Listed entries:
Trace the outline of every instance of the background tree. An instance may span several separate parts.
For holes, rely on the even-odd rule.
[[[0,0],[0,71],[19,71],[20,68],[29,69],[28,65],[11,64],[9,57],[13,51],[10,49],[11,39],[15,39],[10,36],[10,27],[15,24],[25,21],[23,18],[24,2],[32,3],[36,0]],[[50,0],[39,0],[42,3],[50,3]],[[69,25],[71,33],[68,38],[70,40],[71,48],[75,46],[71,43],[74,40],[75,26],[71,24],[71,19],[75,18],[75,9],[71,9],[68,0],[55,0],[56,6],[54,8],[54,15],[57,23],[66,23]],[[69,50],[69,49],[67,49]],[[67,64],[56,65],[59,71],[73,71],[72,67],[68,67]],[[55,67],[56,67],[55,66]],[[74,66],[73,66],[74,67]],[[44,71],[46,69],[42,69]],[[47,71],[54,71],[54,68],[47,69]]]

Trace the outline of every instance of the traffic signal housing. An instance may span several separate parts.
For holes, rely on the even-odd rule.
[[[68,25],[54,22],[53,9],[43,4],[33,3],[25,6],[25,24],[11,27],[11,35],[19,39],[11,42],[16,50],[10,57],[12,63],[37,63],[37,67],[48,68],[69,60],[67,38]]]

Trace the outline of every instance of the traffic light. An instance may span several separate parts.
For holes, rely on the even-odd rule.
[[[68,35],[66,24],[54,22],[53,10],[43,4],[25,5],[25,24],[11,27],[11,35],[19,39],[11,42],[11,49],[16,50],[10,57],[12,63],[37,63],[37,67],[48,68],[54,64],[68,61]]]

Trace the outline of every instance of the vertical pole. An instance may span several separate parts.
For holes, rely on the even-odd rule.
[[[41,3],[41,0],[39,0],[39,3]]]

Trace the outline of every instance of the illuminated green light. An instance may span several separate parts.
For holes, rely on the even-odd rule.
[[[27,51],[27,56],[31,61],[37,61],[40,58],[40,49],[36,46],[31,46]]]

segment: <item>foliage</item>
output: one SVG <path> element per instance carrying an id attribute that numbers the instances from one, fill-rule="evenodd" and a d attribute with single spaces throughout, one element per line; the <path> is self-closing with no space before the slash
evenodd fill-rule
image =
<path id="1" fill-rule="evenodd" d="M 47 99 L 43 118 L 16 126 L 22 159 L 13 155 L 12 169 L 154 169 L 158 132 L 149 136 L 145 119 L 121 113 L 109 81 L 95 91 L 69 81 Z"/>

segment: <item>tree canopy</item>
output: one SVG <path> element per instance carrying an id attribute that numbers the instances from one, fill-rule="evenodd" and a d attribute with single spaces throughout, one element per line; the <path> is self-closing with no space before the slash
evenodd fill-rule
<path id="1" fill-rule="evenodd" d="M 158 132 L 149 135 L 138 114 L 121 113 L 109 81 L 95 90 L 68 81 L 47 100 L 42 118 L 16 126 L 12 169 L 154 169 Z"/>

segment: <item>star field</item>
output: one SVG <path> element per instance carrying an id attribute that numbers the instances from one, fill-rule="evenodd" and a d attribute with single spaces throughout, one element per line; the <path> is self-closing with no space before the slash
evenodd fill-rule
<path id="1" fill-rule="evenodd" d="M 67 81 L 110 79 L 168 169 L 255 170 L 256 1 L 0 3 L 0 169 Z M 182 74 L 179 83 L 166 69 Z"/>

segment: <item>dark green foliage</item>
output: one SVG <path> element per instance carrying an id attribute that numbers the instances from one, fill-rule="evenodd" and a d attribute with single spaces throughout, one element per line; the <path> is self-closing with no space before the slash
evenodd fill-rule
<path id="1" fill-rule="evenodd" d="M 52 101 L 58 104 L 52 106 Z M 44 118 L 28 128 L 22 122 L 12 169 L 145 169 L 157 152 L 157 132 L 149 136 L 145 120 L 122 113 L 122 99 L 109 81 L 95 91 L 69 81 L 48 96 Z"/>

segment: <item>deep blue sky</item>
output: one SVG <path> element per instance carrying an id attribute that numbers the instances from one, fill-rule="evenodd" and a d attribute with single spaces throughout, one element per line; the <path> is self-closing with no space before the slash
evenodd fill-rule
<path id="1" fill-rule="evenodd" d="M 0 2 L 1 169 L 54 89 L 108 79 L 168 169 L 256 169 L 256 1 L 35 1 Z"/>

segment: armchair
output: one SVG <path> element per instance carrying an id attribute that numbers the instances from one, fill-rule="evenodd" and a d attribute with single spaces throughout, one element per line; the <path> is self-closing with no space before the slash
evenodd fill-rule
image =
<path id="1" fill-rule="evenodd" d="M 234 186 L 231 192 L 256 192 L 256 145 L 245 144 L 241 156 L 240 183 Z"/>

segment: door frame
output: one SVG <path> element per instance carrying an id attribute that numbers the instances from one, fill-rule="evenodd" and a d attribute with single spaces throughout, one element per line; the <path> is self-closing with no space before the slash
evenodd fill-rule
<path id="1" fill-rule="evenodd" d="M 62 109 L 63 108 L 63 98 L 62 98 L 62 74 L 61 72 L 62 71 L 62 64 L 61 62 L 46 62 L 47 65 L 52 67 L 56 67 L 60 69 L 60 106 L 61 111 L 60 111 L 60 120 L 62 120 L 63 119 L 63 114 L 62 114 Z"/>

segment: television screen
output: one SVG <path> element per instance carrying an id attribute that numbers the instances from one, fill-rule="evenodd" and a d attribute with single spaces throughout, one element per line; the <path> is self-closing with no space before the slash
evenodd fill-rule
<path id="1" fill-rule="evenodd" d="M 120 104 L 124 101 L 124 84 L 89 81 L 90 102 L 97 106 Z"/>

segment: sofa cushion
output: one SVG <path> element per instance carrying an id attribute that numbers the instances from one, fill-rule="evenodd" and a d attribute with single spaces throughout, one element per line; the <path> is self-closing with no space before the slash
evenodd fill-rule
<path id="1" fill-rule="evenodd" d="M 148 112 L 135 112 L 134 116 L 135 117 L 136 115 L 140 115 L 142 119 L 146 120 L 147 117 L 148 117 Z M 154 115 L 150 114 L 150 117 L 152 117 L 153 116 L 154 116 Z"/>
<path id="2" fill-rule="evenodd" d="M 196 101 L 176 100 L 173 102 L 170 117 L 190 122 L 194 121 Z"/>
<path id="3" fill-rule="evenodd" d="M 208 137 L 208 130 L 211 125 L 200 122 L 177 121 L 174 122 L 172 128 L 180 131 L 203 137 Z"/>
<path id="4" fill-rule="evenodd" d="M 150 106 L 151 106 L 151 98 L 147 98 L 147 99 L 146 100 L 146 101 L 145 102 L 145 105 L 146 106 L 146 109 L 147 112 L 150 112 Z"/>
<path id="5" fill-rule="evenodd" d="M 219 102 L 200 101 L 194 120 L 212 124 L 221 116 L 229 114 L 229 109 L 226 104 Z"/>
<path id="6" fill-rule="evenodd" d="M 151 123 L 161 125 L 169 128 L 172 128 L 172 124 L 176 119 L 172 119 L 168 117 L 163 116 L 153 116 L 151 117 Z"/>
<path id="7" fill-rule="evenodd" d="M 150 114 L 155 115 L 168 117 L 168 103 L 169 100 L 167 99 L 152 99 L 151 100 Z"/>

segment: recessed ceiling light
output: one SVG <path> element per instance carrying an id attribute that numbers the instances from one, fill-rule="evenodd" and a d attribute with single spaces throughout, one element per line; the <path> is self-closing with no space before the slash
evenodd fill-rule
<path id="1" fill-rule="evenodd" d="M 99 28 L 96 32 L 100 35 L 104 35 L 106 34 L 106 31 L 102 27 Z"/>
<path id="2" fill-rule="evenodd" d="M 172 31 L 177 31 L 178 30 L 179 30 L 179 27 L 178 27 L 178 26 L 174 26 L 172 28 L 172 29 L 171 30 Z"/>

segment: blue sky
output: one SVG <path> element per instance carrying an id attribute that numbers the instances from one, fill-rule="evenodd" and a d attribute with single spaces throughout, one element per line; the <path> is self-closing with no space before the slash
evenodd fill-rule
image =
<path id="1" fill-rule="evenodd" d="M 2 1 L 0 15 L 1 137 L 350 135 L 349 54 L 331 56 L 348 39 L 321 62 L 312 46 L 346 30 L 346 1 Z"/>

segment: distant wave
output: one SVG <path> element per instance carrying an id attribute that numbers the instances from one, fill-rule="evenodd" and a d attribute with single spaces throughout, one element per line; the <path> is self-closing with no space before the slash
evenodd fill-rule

Requirements: Lay out the stretch of the material from the line containing "segment: <item>star field</item>" through the line containing "62 109 L 63" as a Markdown table with the columns "Row" and "Line", numbering each row and omitting blank lines.

Reply:
| Row | Line |
|---|---|
| 1 | segment: <item>star field</item> |
| 2 | output: one SVG <path> element per instance carrying an id attribute that numbers the instances from one, fill-rule="evenodd" and a d attribute with single spaces throughout, one element per line; the <path> is self-closing with no space before the slash |
| 3 | evenodd fill-rule |
| 4 | <path id="1" fill-rule="evenodd" d="M 67 81 L 110 79 L 168 169 L 255 170 L 256 1 L 0 3 L 0 169 Z M 182 74 L 179 83 L 166 69 Z"/> |
| 5 | segment: <item>dark green foliage</item> |
| 6 | output: one SVG <path> element per instance carrying an id attribute that numbers the instances from one, fill-rule="evenodd" and a d attribute with single spaces throughout, one element per line; the <path> is self-closing with no space before the slash |
| 7 | evenodd fill-rule |
| 8 | <path id="1" fill-rule="evenodd" d="M 52 101 L 58 104 L 52 106 Z M 44 118 L 28 128 L 22 122 L 12 169 L 145 169 L 157 152 L 157 132 L 149 136 L 145 120 L 122 113 L 122 99 L 109 81 L 95 91 L 69 81 L 48 96 Z"/> |
| 9 | segment: <item>deep blue sky</item> |
| 10 | output: one SVG <path> element per instance carrying an id attribute that numbers the instances from one, fill-rule="evenodd" and a d attribute with single spaces throughout, one element per line; the <path> is self-closing with no space before the slash |
| 11 | evenodd fill-rule |
| 12 | <path id="1" fill-rule="evenodd" d="M 0 2 L 1 169 L 54 89 L 108 79 L 168 169 L 256 169 L 256 1 L 35 1 Z"/> |
| 13 | segment: armchair |
| 14 | output: one SVG <path> element per instance carrying an id attribute that numbers the instances from one, fill-rule="evenodd" and a d attribute with single spaces throughout, one element per line; the <path> is self-closing with no space before the slash |
| 15 | evenodd fill-rule |
| 16 | image = |
| 17 | <path id="1" fill-rule="evenodd" d="M 234 186 L 231 192 L 256 192 L 256 145 L 245 144 L 241 156 L 240 183 Z"/> |
| 18 | segment: door frame |
| 19 | output: one SVG <path> element per instance carrying an id attribute that numbers the instances from one, fill-rule="evenodd" and a d attribute with single spaces throughout, one element per line; the <path> is self-closing with no space before the slash |
| 20 | evenodd fill-rule |
| 21 | <path id="1" fill-rule="evenodd" d="M 62 109 L 63 108 L 63 98 L 62 98 L 62 74 L 61 72 L 62 71 L 62 64 L 61 62 L 46 62 L 47 65 L 52 67 L 56 67 L 60 69 L 60 106 L 61 111 L 60 111 L 60 120 L 62 120 L 63 119 L 63 114 L 62 114 Z"/> |